Entries from a dataset >>

-- -- --

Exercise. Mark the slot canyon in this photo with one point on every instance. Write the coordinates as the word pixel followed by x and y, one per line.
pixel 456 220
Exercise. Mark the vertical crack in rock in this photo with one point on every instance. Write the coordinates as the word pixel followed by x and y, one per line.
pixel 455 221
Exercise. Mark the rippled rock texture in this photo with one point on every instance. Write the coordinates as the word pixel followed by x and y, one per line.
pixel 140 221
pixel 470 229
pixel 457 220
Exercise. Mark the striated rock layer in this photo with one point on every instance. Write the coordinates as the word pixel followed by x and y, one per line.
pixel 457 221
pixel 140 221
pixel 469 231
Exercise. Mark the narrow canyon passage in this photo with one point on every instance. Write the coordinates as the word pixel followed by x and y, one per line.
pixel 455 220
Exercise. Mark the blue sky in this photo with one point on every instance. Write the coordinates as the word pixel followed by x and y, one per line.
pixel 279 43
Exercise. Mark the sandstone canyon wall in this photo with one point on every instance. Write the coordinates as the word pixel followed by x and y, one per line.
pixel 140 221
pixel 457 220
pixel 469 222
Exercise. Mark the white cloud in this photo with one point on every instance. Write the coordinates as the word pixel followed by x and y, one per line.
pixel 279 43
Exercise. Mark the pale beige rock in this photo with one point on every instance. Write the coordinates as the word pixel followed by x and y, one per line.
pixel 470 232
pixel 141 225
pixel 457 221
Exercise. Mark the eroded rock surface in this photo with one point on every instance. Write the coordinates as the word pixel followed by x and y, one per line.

-- -- --

PROBLEM STATEMENT >> Copy the lines of the material above word for word, starting at the line containing "Exercise. Mark the striated" and ending at the line containing "pixel 469 231".

SOLUTION TO THIS EXERCISE >>
Exercise. Mark the striated rock layer in this photo with one point on every instance. Write the coordinates as the word pixel followed by x and y, one per line.
pixel 457 221
pixel 140 221
pixel 469 231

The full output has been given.